+++ Entries

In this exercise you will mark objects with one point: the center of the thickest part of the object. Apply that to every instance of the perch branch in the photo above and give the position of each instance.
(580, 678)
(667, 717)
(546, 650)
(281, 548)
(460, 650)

++++++

• Your task
Copy the records again, replacing "perch branch" with "tree limb" and leaving everything else unchanged.

• Task output
In this exercise you will mark objects with one point: the center of the thickest part of the object. Apply that to every instance of the tree limb in the photo above and give the position of each instance.
(580, 678)
(667, 717)
(546, 650)
(281, 548)
(460, 650)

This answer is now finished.